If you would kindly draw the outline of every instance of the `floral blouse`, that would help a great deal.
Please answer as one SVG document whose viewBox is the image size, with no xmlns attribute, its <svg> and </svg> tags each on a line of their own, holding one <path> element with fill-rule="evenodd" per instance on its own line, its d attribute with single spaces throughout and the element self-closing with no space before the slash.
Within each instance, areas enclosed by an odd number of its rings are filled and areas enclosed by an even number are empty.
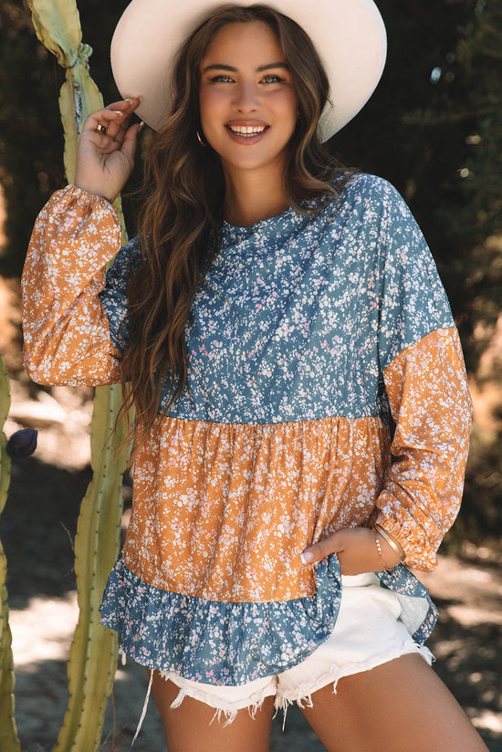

================================

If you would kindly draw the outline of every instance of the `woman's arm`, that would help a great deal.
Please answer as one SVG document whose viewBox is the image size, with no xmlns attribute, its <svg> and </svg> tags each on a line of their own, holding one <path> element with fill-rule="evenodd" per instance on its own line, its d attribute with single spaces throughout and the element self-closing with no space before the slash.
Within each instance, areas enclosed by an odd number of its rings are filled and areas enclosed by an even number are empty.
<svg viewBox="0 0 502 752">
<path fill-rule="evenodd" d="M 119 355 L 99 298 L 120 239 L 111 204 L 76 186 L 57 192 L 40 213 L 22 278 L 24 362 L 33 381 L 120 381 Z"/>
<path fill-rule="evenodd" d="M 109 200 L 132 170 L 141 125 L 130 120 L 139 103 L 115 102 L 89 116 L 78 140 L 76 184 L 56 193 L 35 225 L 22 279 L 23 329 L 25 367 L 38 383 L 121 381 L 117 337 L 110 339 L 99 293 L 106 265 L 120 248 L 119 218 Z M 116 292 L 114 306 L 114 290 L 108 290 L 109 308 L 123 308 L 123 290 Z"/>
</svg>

================================

Locate each line of the entries above that contains the word "every", treating uppercase and lowercase letters as distinct, and copy those lines in full.

» Full answer:
If you would kindly draw the outline of every instance of the `floral blouse`, that would help a great deal.
If you would kindly draw the outline of every instance of the `woman's arm`, that would help a great deal.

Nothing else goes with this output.